*Direction*:
Rewrite every line of the items below, starting at the line containing "like x=181, y=532." and ending at the line containing "x=731, y=819". Scale each answer coordinate by 2.15 and round to whole numbers with halves going up, but leave all other text, including the sample coordinates after "each point written like", unchanged.

Image point annotation entries:

------

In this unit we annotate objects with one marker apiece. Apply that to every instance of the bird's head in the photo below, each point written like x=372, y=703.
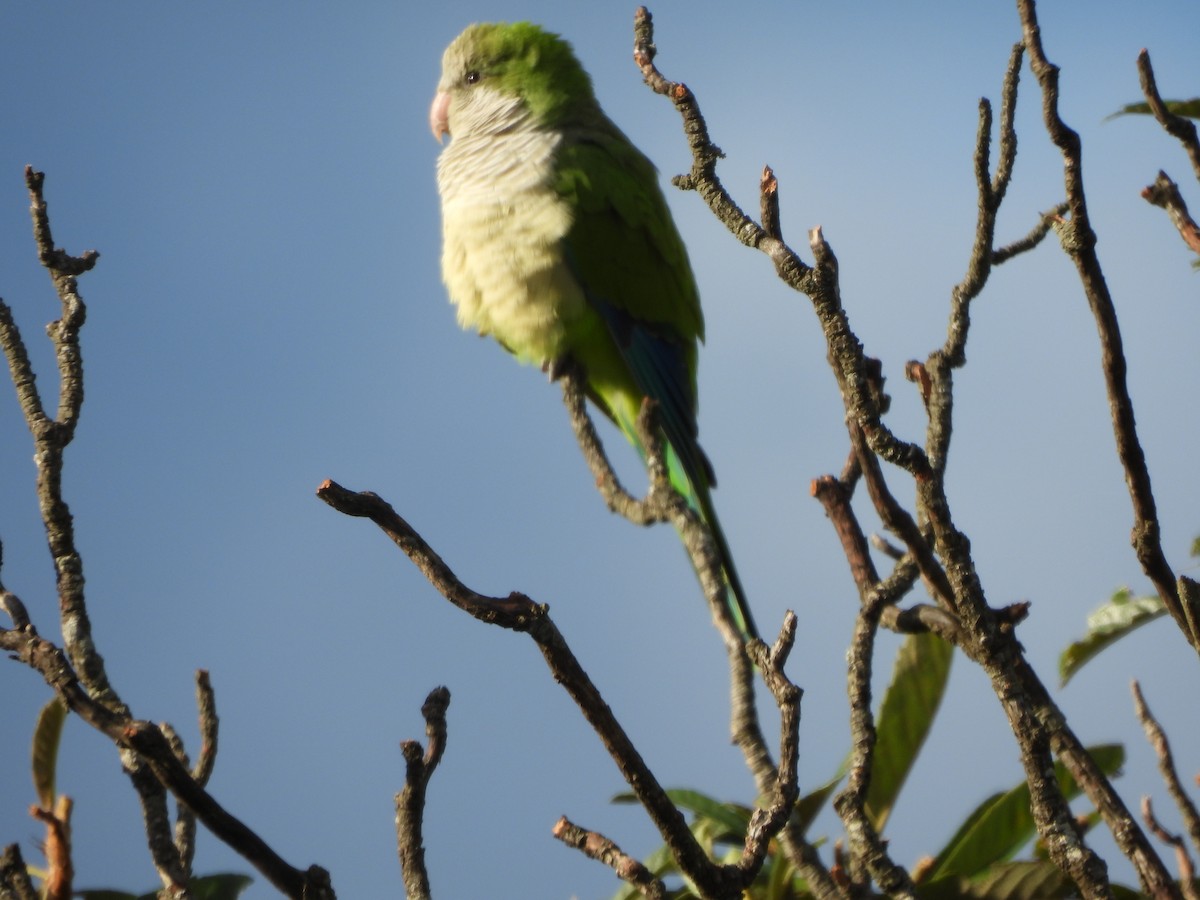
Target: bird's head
x=496, y=76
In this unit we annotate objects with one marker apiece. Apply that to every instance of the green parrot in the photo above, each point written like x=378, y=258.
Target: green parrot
x=557, y=241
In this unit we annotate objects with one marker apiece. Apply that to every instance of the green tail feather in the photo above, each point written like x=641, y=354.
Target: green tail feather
x=700, y=498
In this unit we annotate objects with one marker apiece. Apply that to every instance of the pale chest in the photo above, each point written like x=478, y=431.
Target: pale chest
x=502, y=256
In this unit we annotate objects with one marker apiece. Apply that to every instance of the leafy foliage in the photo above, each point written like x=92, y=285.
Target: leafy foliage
x=1120, y=616
x=978, y=859
x=47, y=737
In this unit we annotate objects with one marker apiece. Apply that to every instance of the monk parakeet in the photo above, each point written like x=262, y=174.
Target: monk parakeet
x=558, y=243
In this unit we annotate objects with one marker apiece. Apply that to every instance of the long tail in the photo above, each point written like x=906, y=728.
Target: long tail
x=699, y=497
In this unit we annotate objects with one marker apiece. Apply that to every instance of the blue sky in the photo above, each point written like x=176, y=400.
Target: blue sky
x=268, y=312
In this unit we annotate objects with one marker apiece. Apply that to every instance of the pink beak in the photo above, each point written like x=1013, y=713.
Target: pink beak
x=439, y=115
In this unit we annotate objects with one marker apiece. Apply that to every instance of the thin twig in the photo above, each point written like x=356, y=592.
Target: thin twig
x=1182, y=858
x=867, y=846
x=1177, y=126
x=1165, y=193
x=595, y=846
x=1162, y=747
x=1079, y=240
x=419, y=766
x=520, y=613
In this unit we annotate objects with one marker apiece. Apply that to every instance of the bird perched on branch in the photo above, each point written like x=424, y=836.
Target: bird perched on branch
x=557, y=241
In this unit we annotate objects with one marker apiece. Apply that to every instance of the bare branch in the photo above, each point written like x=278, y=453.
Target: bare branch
x=1177, y=126
x=1182, y=858
x=1079, y=240
x=1165, y=193
x=598, y=847
x=520, y=613
x=867, y=847
x=411, y=799
x=1162, y=747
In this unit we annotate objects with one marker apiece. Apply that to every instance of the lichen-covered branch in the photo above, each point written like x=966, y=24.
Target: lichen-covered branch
x=1177, y=126
x=419, y=767
x=1079, y=241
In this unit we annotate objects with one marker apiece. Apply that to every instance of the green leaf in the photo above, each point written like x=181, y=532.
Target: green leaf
x=1120, y=616
x=1187, y=108
x=1032, y=880
x=1003, y=823
x=208, y=887
x=906, y=714
x=47, y=737
x=731, y=819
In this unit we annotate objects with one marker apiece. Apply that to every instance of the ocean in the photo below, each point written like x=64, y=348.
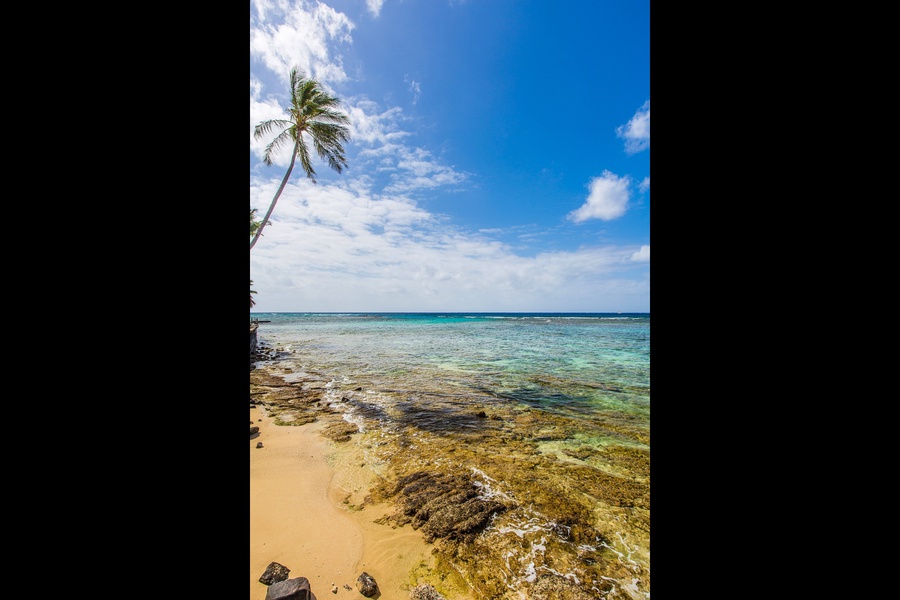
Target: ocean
x=546, y=414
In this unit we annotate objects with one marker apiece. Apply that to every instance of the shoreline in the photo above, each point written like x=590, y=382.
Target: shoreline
x=307, y=513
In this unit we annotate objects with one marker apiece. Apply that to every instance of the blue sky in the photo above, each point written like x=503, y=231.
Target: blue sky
x=499, y=156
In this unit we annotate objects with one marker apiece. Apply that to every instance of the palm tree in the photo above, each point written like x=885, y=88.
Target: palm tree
x=312, y=112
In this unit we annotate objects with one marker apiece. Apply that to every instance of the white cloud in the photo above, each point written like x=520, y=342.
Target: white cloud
x=374, y=6
x=414, y=87
x=642, y=255
x=302, y=40
x=334, y=248
x=608, y=199
x=636, y=132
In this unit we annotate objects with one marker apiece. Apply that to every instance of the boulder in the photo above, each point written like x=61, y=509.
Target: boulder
x=290, y=589
x=274, y=573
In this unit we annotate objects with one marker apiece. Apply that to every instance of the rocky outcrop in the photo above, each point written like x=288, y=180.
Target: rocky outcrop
x=444, y=506
x=366, y=585
x=425, y=591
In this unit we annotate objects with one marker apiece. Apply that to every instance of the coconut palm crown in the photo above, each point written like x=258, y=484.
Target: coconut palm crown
x=313, y=113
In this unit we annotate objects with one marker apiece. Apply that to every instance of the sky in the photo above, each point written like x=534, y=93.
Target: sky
x=499, y=156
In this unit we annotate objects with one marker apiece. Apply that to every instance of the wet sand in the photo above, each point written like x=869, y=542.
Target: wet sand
x=308, y=513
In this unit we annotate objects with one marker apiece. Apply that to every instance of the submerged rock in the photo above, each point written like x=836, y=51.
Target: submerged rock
x=425, y=591
x=274, y=573
x=290, y=589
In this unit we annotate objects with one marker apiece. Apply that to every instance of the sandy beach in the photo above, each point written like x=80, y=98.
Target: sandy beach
x=305, y=491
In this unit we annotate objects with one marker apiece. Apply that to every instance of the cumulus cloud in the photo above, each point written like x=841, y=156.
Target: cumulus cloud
x=636, y=132
x=331, y=247
x=374, y=6
x=607, y=200
x=303, y=39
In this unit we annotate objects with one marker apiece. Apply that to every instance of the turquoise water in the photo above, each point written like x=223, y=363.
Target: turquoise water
x=568, y=397
x=559, y=362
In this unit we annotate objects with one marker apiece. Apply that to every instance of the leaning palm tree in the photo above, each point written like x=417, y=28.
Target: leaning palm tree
x=312, y=112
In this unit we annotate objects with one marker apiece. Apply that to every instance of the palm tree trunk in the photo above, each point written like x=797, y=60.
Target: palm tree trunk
x=277, y=195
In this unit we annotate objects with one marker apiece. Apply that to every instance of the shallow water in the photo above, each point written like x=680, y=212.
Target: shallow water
x=548, y=413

------

*The completed task*:
In this unit we annotate objects with one marker apiece. Apply that to every instance of the green leaf in the photo above, each point written like x=181, y=532.
Target: green leaf
x=2408, y=1324
x=2552, y=232
x=2219, y=1892
x=2156, y=1769
x=447, y=1907
x=1948, y=1535
x=101, y=1585
x=1572, y=1761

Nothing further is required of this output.